Agree with you ... given how things are progressing (or not) if Wes wants to make a serious play for the growth of his game - for the long term - he needs to take a pay cut and understand that he will NOT play for a CL club for the next few years. but he may decide he just wants the $ right now and forget the longer term. Will have to see how he plays his options.
He needs to take a pay cut? I seriously doubt that (certainly in pretax money.) It's so odd. He's had an offer from Villa, apparently an offer from Everton, interest elsewhere and even the option to re-up at Juve... and he'll be out on a free in June. I'll go dollars for donuts he moves someplace at a gross pay bump (no idea what various countries tax schemes will mean for the net). Whether it's "good" CL ball is more of a question, given that there are only a dozen teams in top/rich leagues that are for sure in the CL, but some of the dire predictions seem a bit out of touch here.
Picture well painted, I can see that as an option. What I don't really understand is that if these clubs are allegedly balking at this request, why would Wes and his team think he will get that type of money at a free agent after not playing much this upcoming year?
Hard to argue against. I mean he was bad but he wasn't outright terrible. He just got a lot of bad press over it as if he was the only one who was horrendous. I'm sure he'll turn it around. Looks like it won't be at another club in Serie A. Damn shame Girona neither Atletico Madrid need him.
Agreed! I get the sense that the press and fans have a much lower view of Weston than most English club scouts. But, while this might be true, it doesn't negate the possibility that he's asking for more than English clubs think he's worth. I think he runs into "non-EU player" issues in La Liga as well. It's less restrictive than Serie A, but still a hurdle that doesn't exist in England or Germany.

▶ [Supplied entries]:
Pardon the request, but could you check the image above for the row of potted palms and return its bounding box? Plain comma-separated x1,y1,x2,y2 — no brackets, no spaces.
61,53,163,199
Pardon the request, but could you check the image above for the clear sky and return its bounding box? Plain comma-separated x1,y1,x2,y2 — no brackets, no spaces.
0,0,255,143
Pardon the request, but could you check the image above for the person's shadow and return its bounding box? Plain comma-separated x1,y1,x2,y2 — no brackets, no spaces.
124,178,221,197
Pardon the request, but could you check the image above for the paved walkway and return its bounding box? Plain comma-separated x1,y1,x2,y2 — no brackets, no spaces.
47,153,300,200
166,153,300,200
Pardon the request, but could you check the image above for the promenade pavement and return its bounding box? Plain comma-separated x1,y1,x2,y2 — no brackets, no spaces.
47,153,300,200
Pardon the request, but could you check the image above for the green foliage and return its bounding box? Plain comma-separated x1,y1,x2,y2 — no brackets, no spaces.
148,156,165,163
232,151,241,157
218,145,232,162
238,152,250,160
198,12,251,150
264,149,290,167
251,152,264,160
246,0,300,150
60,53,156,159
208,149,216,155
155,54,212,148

▶ [Work order 1]: Write out the stretch of the forum discussion about Wes's transfer options from "Agreed! I get" through "England or Germany.".
▶ [Work order 2]:
Answer these questions from the forum discussion about Wes's transfer options:
(a) Which two English clubs are said to have made offers to Wes?
(b) In what month will he be out on a free?
(c) In which two countries does the "non-EU player" hurdle not exist?
▶ [Work order 3]: Continue the forum discussion about Wes's transfer options from where it stops.
The records have no connection to the forum discussion about Wes's transfer options.

▶ [Exercise output 1]:
Agreed! I get the sense that the press and fans have a much lower view of Weston than most English club scouts. But, while this might be true, it doesn't negate the possibility that he's asking for more than English clubs think he's worth. I think he runs into "non-EU player" issues in La Liga as well. It's less restrictive than Serie A, but still a hurdle that doesn't exist in England or Germany.

▶ [Exercise output 2]:
(a) Villa and Everton
(b) June
(c) England and Germany

▶ [Exercise output 3]:
I also get hung up on this... I think the real question is "does Weston actually want to make €5m/yr at any club other than Juve?" I'm probably being overly charitable to Weston, but I would guess he'd lower his wage demands as a free agent and would be content with simply making more than he was with Juve. @freisland is correct: making €3m NET (£4.5m gross) is extremely reasonable at a mid-table PL club, and would technically be a raise from his net pay at Juve. But adding in a €10-€15m transfer fee amortized over 5 years makes it less palatable for the clubs... if it were a €15m fee, you're basically adding €3m to Weston's overall yearly cost (please someone correct me here, I honestly have no clue how clubs calculate amortization for these kinds of moves and am talking more out of my ass than usual).
It's interesting that so many folks see the sticking point as Wes' salary and not Juventus fee ask. Rabiot just left on a free. Arthur is supposedly going to Como?!! (except they can't afford his 5 mill Euro salary...) We shall see, but I still think Wes is in the driver's seat here. As the end of August rolls around, and Juve has splashed 35 mill on Todibo, 20 on Thuram, 13 on Cabal, and show a 175 million loss for fiscal 23-24... even Soule's fee and sell ons is not going to close that gap. We'll see who the new secret sponsor is and what they pony up, but Wes has a better chance of getting his ask than Juve does.
Yeah and point is teams look at amortizarion of fee + contract when reviewing investment in a player. So $20M fee + $5M a year over 4 years = $40M. But $5M a year on free is duhhh $20M.
This isn't stopping other teams signing players in their last year. €20m is already a "discount" when looking at his transfermarkt value.